Working data:

□ □ □

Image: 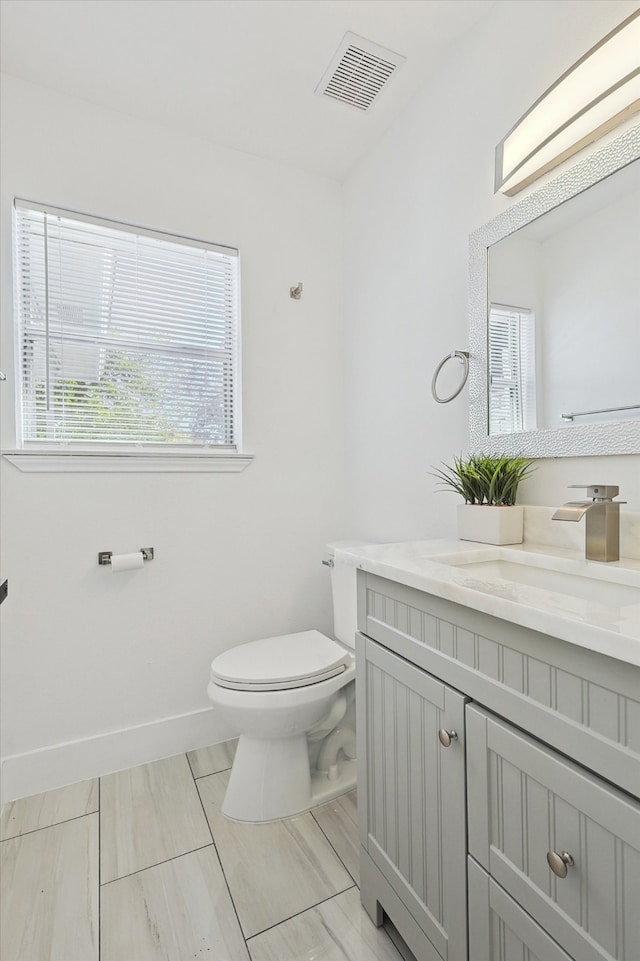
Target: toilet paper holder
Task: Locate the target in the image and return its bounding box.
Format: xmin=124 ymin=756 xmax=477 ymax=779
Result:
xmin=98 ymin=547 xmax=154 ymax=567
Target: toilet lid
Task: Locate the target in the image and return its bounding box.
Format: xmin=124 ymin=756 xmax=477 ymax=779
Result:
xmin=211 ymin=631 xmax=352 ymax=691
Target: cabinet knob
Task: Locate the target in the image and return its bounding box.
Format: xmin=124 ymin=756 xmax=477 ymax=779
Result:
xmin=547 ymin=851 xmax=575 ymax=878
xmin=438 ymin=727 xmax=458 ymax=747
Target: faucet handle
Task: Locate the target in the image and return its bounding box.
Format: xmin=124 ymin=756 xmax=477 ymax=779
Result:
xmin=569 ymin=484 xmax=620 ymax=501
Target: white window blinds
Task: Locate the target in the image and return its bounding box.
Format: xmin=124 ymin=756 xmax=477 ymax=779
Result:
xmin=488 ymin=304 xmax=536 ymax=434
xmin=15 ymin=201 xmax=239 ymax=449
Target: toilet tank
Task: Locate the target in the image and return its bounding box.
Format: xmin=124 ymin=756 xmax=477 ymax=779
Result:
xmin=327 ymin=541 xmax=367 ymax=649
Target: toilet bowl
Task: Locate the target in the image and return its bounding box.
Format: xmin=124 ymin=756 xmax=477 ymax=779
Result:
xmin=207 ymin=542 xmax=356 ymax=822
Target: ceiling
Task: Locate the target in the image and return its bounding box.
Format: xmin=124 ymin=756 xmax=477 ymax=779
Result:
xmin=0 ymin=0 xmax=497 ymax=180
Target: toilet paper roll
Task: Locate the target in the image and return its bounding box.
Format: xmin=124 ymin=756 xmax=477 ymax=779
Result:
xmin=111 ymin=551 xmax=144 ymax=573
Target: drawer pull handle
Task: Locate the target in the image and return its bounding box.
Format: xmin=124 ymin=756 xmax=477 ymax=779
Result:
xmin=438 ymin=727 xmax=458 ymax=747
xmin=547 ymin=851 xmax=575 ymax=878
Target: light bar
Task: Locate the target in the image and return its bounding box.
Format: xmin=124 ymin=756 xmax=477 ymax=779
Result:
xmin=495 ymin=10 xmax=640 ymax=196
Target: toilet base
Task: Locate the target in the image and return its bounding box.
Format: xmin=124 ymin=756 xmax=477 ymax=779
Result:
xmin=222 ymin=734 xmax=356 ymax=823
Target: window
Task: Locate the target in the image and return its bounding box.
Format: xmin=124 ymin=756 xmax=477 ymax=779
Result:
xmin=489 ymin=304 xmax=536 ymax=434
xmin=15 ymin=200 xmax=239 ymax=464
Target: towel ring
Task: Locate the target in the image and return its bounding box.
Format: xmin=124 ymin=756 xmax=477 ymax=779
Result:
xmin=431 ymin=350 xmax=469 ymax=404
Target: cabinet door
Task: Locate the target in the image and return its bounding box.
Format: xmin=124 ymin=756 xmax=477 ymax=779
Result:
xmin=469 ymin=858 xmax=572 ymax=961
xmin=467 ymin=705 xmax=640 ymax=961
xmin=357 ymin=638 xmax=467 ymax=961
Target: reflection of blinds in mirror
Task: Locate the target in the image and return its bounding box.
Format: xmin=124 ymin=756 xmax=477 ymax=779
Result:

□ □ □

What you should do: Reproduce every row above verbatim, leaving out the pictures.

Answer to the exercise:
Image: 
Target: toilet paper holder
Task: Locate the target in the image and return its bounding box.
Format: xmin=124 ymin=756 xmax=477 ymax=779
Result:
xmin=98 ymin=547 xmax=154 ymax=567
Target: toilet lid
Task: Locate the target in the image and return its bounding box.
Format: xmin=124 ymin=756 xmax=477 ymax=779
Result:
xmin=211 ymin=631 xmax=352 ymax=691
Target: cabinet knob
Task: Locate the target in the image and return its bounding box.
Format: xmin=124 ymin=756 xmax=477 ymax=779
Result:
xmin=547 ymin=851 xmax=575 ymax=878
xmin=438 ymin=727 xmax=458 ymax=747
Target: faucet handle
Task: Locate the target in the image and return its bounding box.
Format: xmin=124 ymin=756 xmax=477 ymax=779
Result:
xmin=569 ymin=484 xmax=620 ymax=501
Target: white window blinds
Task: Locate the target in the image and return its bounding box.
Format: xmin=124 ymin=756 xmax=477 ymax=779
Result:
xmin=488 ymin=304 xmax=536 ymax=434
xmin=15 ymin=201 xmax=239 ymax=449
Target: toilet tank
Task: Locate the target in the image and return its bounding box.
Format: xmin=124 ymin=756 xmax=477 ymax=779
Result:
xmin=327 ymin=541 xmax=367 ymax=649
Target: toilet bowl
Task: Locate the target in the image and return its bounding box.
Format: xmin=124 ymin=756 xmax=477 ymax=779
Result:
xmin=207 ymin=542 xmax=356 ymax=822
Target: ceiling
Task: Locate the target in the image and return its bounding box.
Format: xmin=124 ymin=756 xmax=477 ymax=779
Result:
xmin=0 ymin=0 xmax=497 ymax=180
Target: toilet paper roll
Task: Locate the target in the image and return its bounding box.
Format: xmin=124 ymin=756 xmax=477 ymax=779
Result:
xmin=111 ymin=551 xmax=144 ymax=573
Target: drawer pull handle
Task: Locate the target in the image and return its bounding box.
Format: xmin=124 ymin=756 xmax=477 ymax=779
Result:
xmin=438 ymin=727 xmax=458 ymax=747
xmin=547 ymin=851 xmax=575 ymax=878
Target: light bar
Task: Locate the target in the image and return its bounding box.
Format: xmin=124 ymin=756 xmax=477 ymax=779
Result:
xmin=495 ymin=10 xmax=640 ymax=196
Target: toilet base
Task: Locate the target in the image and return its bounding box.
Format: xmin=124 ymin=756 xmax=477 ymax=779
Result:
xmin=222 ymin=734 xmax=356 ymax=823
Target: window
Task: Locate the target in the image and return its bounding box.
Format: xmin=124 ymin=756 xmax=477 ymax=779
Result:
xmin=489 ymin=304 xmax=536 ymax=434
xmin=15 ymin=200 xmax=239 ymax=464
Target: towel ring
Task: Locate the target in the image and return its bounding box.
Format: xmin=124 ymin=756 xmax=477 ymax=779
Result:
xmin=431 ymin=350 xmax=469 ymax=404
Target: cabinet door
Task: Locate the target in the image and return its bounding box.
Format: xmin=124 ymin=756 xmax=477 ymax=779
Result:
xmin=469 ymin=858 xmax=572 ymax=961
xmin=467 ymin=705 xmax=640 ymax=961
xmin=357 ymin=638 xmax=467 ymax=961
Target: reflection of blinds in mirror
Task: Locate the target in the image and return its bounding box.
Format: xmin=124 ymin=756 xmax=477 ymax=779
Result:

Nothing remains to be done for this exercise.